* **To do**: Please return the records below word for word, leaving out the pictures.

(Pointing dataset records)

+---+

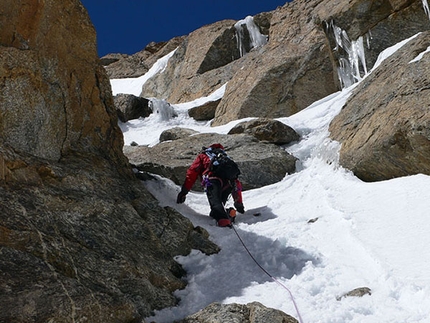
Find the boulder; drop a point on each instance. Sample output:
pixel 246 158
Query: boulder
pixel 384 127
pixel 269 130
pixel 254 312
pixel 261 164
pixel 357 292
pixel 129 107
pixel 204 112
pixel 176 133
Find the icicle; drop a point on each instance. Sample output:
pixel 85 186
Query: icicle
pixel 256 38
pixel 353 67
pixel 163 109
pixel 426 8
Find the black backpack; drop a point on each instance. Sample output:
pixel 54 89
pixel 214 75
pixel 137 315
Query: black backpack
pixel 222 165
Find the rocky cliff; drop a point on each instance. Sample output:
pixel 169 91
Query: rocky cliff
pixel 80 239
pixel 315 48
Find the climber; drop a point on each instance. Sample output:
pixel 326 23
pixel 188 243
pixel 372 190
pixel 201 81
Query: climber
pixel 219 177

+---+

* **Answer below**:
Find the boulder; drop a point on each instance. Sample output:
pixel 246 158
Query: boulder
pixel 384 127
pixel 269 130
pixel 254 312
pixel 261 164
pixel 357 292
pixel 129 107
pixel 204 112
pixel 176 133
Find the icicle; drop a point on each instance. Sample output:
pixel 85 186
Query: icicle
pixel 256 38
pixel 353 67
pixel 163 109
pixel 426 8
Find the black backpack; drop a point on each instance. Sample output:
pixel 54 89
pixel 214 75
pixel 137 315
Query: black backpack
pixel 222 165
Find the rocky cliff; drop a point on each instance. Sample output:
pixel 169 91
Query: rocky cliff
pixel 80 239
pixel 315 48
Find the climber; drop a point on each instance. Sample output:
pixel 326 23
pixel 188 243
pixel 372 190
pixel 201 81
Query: climber
pixel 219 177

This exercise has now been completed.